Given records ▸
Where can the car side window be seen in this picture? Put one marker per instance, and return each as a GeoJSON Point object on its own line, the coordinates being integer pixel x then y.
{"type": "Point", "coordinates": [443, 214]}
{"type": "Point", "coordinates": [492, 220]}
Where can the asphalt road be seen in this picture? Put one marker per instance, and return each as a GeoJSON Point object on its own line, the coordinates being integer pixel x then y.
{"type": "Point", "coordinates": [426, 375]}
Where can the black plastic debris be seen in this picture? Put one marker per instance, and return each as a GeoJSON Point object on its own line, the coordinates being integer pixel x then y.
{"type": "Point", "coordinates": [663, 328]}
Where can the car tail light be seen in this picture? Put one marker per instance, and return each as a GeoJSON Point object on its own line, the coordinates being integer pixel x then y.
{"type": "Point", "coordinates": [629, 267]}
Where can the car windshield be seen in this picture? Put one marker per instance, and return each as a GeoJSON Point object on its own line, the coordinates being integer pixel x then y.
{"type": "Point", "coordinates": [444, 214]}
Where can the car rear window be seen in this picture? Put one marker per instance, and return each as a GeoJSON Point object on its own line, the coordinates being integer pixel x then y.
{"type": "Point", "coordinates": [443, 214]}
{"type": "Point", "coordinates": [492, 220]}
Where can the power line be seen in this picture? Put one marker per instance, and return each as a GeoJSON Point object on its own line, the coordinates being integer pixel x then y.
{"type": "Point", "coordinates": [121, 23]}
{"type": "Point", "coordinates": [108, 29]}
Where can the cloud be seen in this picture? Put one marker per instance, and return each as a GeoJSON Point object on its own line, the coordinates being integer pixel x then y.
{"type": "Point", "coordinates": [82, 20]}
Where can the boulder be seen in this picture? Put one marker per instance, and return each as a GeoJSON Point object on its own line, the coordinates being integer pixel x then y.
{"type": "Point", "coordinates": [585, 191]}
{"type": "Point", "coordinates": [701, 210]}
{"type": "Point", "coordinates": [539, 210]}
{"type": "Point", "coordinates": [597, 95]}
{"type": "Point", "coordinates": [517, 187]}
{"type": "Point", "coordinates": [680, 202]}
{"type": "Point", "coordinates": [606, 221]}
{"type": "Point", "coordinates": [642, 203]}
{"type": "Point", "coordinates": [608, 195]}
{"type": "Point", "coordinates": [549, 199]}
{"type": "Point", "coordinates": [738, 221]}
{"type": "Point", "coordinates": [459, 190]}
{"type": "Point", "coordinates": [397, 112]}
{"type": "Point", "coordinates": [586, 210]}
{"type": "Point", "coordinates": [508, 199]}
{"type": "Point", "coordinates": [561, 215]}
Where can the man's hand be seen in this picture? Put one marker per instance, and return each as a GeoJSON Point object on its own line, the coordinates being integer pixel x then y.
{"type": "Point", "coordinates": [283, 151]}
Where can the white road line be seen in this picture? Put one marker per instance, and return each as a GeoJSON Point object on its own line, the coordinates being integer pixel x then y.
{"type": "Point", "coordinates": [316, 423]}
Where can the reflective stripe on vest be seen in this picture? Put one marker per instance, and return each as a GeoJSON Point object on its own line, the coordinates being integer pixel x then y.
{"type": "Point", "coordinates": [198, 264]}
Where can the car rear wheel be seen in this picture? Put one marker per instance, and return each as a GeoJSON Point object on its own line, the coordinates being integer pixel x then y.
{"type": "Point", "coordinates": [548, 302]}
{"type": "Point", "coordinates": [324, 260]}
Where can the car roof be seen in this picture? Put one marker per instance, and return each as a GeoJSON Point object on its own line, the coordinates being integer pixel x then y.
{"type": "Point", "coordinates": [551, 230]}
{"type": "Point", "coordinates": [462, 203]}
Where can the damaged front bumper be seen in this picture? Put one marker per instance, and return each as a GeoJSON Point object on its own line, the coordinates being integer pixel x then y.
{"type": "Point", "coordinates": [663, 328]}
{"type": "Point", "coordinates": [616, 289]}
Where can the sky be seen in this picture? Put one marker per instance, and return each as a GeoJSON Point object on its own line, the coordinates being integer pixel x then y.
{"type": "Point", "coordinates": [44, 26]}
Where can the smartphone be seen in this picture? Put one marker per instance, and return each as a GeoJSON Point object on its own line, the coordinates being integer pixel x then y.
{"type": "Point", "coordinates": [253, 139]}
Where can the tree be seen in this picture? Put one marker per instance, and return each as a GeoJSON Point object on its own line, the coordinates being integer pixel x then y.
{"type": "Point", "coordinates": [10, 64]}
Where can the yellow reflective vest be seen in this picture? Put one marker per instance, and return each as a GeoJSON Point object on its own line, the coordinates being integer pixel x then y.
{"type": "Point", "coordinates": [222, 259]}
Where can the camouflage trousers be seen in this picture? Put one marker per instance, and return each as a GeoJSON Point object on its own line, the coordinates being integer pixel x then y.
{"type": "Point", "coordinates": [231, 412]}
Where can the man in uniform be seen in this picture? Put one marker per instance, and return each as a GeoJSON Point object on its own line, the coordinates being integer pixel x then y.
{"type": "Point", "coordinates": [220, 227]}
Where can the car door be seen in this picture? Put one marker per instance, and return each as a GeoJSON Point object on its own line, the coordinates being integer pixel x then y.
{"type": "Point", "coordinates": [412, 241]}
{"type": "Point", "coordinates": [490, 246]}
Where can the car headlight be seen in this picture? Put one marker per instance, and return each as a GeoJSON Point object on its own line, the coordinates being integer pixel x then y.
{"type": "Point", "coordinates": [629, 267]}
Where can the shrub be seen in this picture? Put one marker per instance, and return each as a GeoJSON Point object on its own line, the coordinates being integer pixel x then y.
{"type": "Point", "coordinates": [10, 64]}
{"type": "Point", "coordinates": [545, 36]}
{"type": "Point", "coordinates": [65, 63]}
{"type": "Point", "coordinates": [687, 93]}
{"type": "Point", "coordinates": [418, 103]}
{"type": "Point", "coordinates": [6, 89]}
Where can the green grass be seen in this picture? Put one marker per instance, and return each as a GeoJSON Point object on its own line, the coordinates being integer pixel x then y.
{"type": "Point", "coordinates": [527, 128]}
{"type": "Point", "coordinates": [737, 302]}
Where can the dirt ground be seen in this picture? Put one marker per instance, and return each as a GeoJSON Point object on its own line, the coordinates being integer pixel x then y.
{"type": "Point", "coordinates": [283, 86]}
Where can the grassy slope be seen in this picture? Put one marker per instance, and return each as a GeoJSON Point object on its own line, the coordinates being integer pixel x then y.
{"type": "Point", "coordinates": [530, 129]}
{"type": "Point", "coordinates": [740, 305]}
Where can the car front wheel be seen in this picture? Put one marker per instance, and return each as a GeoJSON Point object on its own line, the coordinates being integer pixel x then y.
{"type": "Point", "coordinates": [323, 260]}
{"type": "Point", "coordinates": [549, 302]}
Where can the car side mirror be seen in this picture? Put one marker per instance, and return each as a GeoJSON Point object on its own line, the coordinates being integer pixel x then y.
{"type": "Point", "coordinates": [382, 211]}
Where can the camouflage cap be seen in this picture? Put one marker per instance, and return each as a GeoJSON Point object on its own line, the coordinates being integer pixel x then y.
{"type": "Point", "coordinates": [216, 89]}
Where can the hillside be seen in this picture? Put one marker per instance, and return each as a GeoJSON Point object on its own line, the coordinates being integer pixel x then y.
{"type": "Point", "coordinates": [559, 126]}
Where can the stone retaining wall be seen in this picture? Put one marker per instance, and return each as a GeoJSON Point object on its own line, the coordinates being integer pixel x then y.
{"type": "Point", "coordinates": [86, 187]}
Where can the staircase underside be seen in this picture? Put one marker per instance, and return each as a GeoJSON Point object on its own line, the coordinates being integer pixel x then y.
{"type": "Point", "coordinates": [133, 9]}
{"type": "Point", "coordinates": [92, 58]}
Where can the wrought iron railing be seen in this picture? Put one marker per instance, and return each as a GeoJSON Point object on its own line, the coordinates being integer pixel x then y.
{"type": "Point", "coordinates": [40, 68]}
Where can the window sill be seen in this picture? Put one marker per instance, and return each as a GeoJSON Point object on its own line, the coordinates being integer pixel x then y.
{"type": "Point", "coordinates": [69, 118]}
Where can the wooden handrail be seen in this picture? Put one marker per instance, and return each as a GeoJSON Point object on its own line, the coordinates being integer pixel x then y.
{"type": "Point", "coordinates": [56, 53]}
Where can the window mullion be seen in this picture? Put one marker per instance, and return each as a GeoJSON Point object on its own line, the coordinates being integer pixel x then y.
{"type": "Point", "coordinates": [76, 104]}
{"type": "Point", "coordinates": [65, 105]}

Try it ▸ Nothing but the lines from the one with "Where can the staircase" to the last line of the data should appear in the answer, each exactly as it stands.

Answer section ▸
Where can the staircase underside be seen in this picture? Put one marker per instance, and return each as a GeoJSON Point object on its own line, the coordinates being integer pixel x then y.
{"type": "Point", "coordinates": [133, 9]}
{"type": "Point", "coordinates": [92, 58]}
Where can the wrought iron railing be seen in this picture? Put one marker per instance, and return each as a GeoJSON Point object on its own line, the coordinates being integer pixel x then y.
{"type": "Point", "coordinates": [40, 68]}
Where can the window sill be seen in this picture? Put one marker per instance, and return each as a GeoJSON Point object on its own line, the coordinates being integer pixel x then y.
{"type": "Point", "coordinates": [69, 118]}
Where can the wooden handrail be seen in this picture? Put one marker per instance, and return each as a GeoJSON Point object on its own line, the coordinates being integer pixel x then y.
{"type": "Point", "coordinates": [56, 53]}
Where can the window mullion be seen in this picture? Put one marker per instance, and return each as a GeoJSON Point object on its own line, the coordinates being integer pixel x then y.
{"type": "Point", "coordinates": [76, 104]}
{"type": "Point", "coordinates": [65, 105]}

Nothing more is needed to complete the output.